» DIRECTIONS FOR THIS TASK:
How many of the lines below contain "should"? Answer with that number alone.

» DATA FOR THIS EXERCISE:
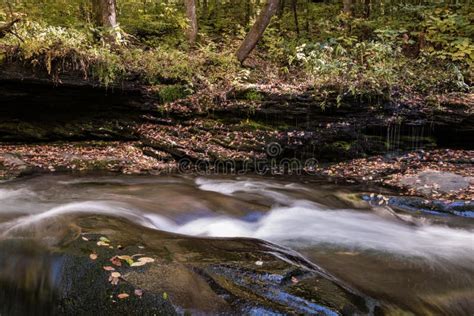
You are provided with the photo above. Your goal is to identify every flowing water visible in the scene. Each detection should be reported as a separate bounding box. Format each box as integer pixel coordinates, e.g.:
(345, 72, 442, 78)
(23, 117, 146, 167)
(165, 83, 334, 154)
(0, 174, 473, 315)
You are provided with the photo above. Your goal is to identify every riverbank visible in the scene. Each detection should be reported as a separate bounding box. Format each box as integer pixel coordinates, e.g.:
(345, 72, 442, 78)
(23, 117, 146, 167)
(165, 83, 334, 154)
(1, 142, 472, 202)
(1, 19, 473, 206)
(0, 71, 472, 204)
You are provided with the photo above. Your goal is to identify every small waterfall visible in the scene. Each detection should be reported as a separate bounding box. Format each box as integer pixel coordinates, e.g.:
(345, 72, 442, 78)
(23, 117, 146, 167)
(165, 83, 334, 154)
(386, 122, 430, 152)
(385, 121, 401, 152)
(410, 124, 426, 151)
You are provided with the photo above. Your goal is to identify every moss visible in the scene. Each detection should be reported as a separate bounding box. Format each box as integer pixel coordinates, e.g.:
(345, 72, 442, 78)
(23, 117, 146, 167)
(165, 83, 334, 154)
(243, 90, 264, 101)
(330, 141, 352, 151)
(157, 84, 192, 103)
(238, 119, 273, 131)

» YOUR RESPONSE:
4